I ran a query last month on a client’s production cluster. 847 pods. Average CPU request: 500m. Average CPU usage: 73m.
They were paying for seven times more compute than they needed.
This isn’t unusual. I’ve audited dozens of Kubernetes clusters, and the pattern is depressingly consistent. Teams request “enough” resources (meaning way too much), and nobody pushes back because under-provisioning causes outages. So the waste accumulates, finance complains about the cloud bill, and everyone shrugs.
Here’s how to fix it.
How We Got Here
The waste pattern follows a predictable path:
Step 1: Initial deployment. A developer needs to deploy a service. They’ve never profiled it, so they guess. “1 CPU and 1Gi memory should be fine.” These are nice round numbers that probably came from a template or Stack Overflow.
Step 2: The OOMKill. Production goes live. The app gets OOMKilled under load because it actually needs 600Mi, but occasionally spikes to 700Mi. Developer’s fix: double the memory to 2Gi. Problem solved, they think.
Step 3: Scale out. Traffic grows. The service scales from 3 replicas to 10. Each replica still has the inflated 2Gi memory request.
Step 4: Repeat. This happens across every service. After a year, you’re running a 100-node cluster that could fit on 30.
The worst part? Nobody even knows it’s happening. The app works. Alerts are green. The waste is invisible until someone looks at the bill.
Understanding Requests vs Limits
Before we fix anything, let’s be precise about what we’re dealing with.
Requests are guarantees. When you set requests.memory: 512Mi, the scheduler promises that 512Mi will always be available. Even if the pod only uses 100Mi, that 512Mi is reserved and unavailable to other workloads.
Limits are caps. limits.memory: 1Gi means the pod can use up to 1Gi, but no more. Exceed it, and you get OOMKilled.
The relationship between requests and limits matters:
resources:
requests:
cpu: 250m
memory: 512Mi
limits:
cpu: 1000m
memory: 1Gi
In this example, the pod is guaranteed 250m CPU and 512Mi memory, but can burst to 1 CPU and 1Gi memory if capacity is available.
The waste happens in requests, not limits. If you request 512Mi but use 100Mi, you’ve wasted 412Mi. That memory can’t be used by anything else, even though it’s sitting idle.
Finding the Worst Offenders
Don’t try to right-size everything at once. Find the services wasting the most resources and fix those first.
If you’re running Prometheus (and you should be), this query shows overprovisioned pods:
# Memory waste by pod (requested - used)
sum by (namespace, pod) (
kube_pod_container_resource_requests{resource="memory"}
)
-
sum by (namespace, pod) (
container_memory_working_set_bytes
)

• [AVAILABLE DATA]

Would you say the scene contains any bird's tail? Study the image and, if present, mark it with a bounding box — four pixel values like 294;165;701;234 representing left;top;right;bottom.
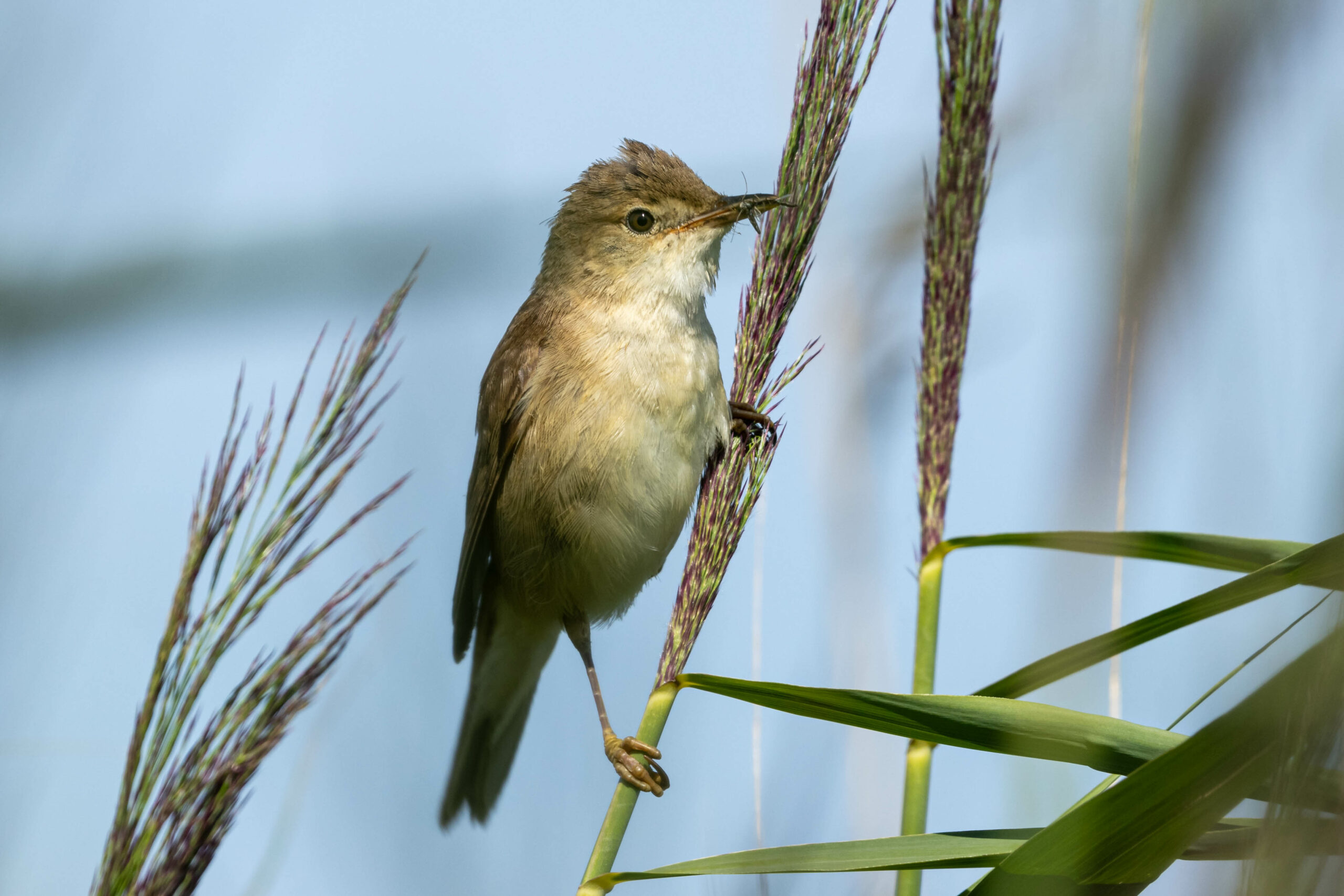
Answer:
438;600;561;827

• [REQUIRED WORK]
**a)** Do these statements agree with the Kubernetes resource article? Answer yes or no for each, quoting the deciding words of the article exactly. (i) Average CPU usage on the client's production cluster was 73m. (ii) Limits are what guarantee a pod its reserved resources. (iii) The article recommends right-sizing every service at the same time.
**b)** Write out the part of the Kubernetes resource article starting at "I ran a query" and ending at "or Stack Overflow.".

• [WRITTEN RESPONSES]
**a)**
(i) Yes: "Average CPU usage: 73m."
(ii) No: "Requests are guarantees." and "Limits are caps."
(iii) No: "Don’t try to right-size everything at once."

**b)**
I ran a query last month on a client’s production cluster. 847 pods. Average CPU request: 500m. Average CPU usage: 73m.
They were paying for seven times more compute than they needed.
This isn’t unusual. I’ve audited dozens of Kubernetes clusters, and the pattern is depressingly consistent. Teams request “enough” resources (meaning way too much), and nobody pushes back because under-provisioning causes outages. So the waste accumulates, finance complains about the cloud bill, and everyone shrugs.
Here’s how to fix it.
How We Got Here
The waste pattern follows a predictable path:
Step 1: Initial deployment. A developer needs to deploy a service. They’ve never profiled it, so they guess. “1 CPU and 1Gi memory should be fine.” These are nice round numbers that probably came from a template or Stack Overflow.